§ Extracted data
==============================
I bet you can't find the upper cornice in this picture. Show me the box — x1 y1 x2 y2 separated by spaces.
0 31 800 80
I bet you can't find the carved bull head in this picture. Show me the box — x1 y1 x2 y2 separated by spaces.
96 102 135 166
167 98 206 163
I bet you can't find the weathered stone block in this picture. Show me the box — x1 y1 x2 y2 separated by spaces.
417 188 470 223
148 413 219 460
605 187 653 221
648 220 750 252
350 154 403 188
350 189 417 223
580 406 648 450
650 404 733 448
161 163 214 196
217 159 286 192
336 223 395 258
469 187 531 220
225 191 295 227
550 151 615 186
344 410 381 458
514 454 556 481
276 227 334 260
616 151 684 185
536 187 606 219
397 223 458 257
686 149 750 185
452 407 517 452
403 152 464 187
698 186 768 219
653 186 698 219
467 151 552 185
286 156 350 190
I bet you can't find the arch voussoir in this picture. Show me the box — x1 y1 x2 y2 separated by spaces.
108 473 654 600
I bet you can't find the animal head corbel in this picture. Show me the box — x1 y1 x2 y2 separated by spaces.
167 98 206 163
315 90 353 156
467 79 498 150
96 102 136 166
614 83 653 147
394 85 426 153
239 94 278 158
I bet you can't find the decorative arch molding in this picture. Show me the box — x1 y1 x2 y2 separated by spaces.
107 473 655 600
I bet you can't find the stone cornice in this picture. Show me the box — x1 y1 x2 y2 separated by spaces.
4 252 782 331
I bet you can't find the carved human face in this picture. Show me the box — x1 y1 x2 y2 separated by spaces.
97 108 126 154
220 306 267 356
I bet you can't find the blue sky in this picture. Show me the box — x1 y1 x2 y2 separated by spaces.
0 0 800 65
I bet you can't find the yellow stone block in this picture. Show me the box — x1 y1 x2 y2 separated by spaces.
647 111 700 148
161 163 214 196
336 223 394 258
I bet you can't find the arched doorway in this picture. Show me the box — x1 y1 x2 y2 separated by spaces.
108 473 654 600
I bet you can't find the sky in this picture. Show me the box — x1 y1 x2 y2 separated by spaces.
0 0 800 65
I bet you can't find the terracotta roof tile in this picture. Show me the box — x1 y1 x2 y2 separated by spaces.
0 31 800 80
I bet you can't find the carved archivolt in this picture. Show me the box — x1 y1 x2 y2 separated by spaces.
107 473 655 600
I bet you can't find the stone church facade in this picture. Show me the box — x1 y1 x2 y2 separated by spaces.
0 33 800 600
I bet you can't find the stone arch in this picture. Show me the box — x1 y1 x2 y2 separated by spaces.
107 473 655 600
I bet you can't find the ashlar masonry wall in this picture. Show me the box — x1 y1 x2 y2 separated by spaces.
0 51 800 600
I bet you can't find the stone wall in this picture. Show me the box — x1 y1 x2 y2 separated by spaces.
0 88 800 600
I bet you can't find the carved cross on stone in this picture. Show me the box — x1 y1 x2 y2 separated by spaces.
==============================
§ What needs to be done
Repeat these lines with every "Show me the box" swapped for "Give the bounding box", leaving everything else unchanged.

§ Answer below
I bet you can't find the upper cornice in this picture. Give the bounding box — x1 y1 x2 y2 separated by spaces.
0 31 800 80
I bet you can't find the carved bull head in this picture. Give the bounding box — x1 y1 x2 y2 separated by spaces.
96 102 135 166
167 98 206 163
I bet you can't find the weathered stone block in this picture. Give the bounding box — x1 y1 x2 y2 separated by spaces.
417 188 470 223
148 413 219 460
605 187 653 221
648 220 750 252
350 154 403 188
350 189 417 223
580 406 648 450
650 404 733 448
161 163 214 196
217 159 286 192
336 223 395 258
469 187 531 220
225 191 295 227
550 151 615 186
344 410 381 458
514 454 556 481
276 227 334 260
616 151 684 185
536 187 606 219
397 223 458 257
686 149 750 185
452 407 517 452
403 152 464 187
698 186 768 219
653 186 698 219
467 151 552 185
286 156 350 190
I bet you can't find the arch voussoir in this picture. Give the bounding box — x1 y1 x2 y2 separated by spaces.
108 473 654 600
I bet you can't find the animal head corbel in this picture. Give the bounding box — x1 y1 x2 y2 separated by spaces.
167 98 206 163
315 90 353 156
467 79 498 150
96 102 136 166
614 83 653 147
394 85 426 153
239 94 278 158
I bet you can't find the decorative arch molding in this picture. Give the bounding box — x1 y1 x2 y2 separated by spaces.
107 473 655 600
I bet you can't find the stone cornice in this picture. Give the bounding box — x1 y1 x2 y2 separated by spaces.
4 252 782 331
I bet you can't find the carved human face in this picture. Give the bounding box — x1 y1 x2 y2 separated by spaces.
97 108 126 154
220 306 267 356
I bet you can't find the blue sky in this picture. Give the bounding box — x1 y1 x2 y2 separated by spaces.
0 0 800 65
I bet you can't find the yellow stone block in this picture. Give the bounding box — x1 y1 x2 y2 separated by spaces.
647 111 700 148
161 163 214 196
336 223 394 258
I bet you can't find the arched doorway in this picture. Give the bounding box — x1 y1 x2 y2 separated by spaces.
108 473 654 600
I bet you can't find the sky in this picture. Give the bounding box — x1 y1 x2 y2 separated by spaces.
0 0 800 65
I bet you can't find the terracotta roof tile in this picture. Give the bounding box — x1 y1 x2 y2 separated by spaces.
0 31 800 80
I bet you can't find the carved archivolt in this picture. Give the bounding box — x1 y1 x2 y2 separated by spaces.
107 473 655 600
I bet you can't find the stone church facade in this picture. Give the bounding box — x1 y1 x2 y2 separated by spaces.
0 33 800 600
I bet you can't find the stone arch in this picture. Give the bounding box — x1 y1 x2 y2 separated by spaces.
107 473 655 600
I bet you can't find the ashlar masonry wall in this picture. Give the bounding box — x1 y1 x2 y2 separated by spaces.
0 51 800 600
I bet you can't find the stone wall in this picture. Give the bounding box — x1 y1 x2 y2 separated by spaces.
0 88 800 600
I bet you can't find the carved cross on stone in this picture. Give the bounding box — x1 y1 x2 y2 separated by spaces.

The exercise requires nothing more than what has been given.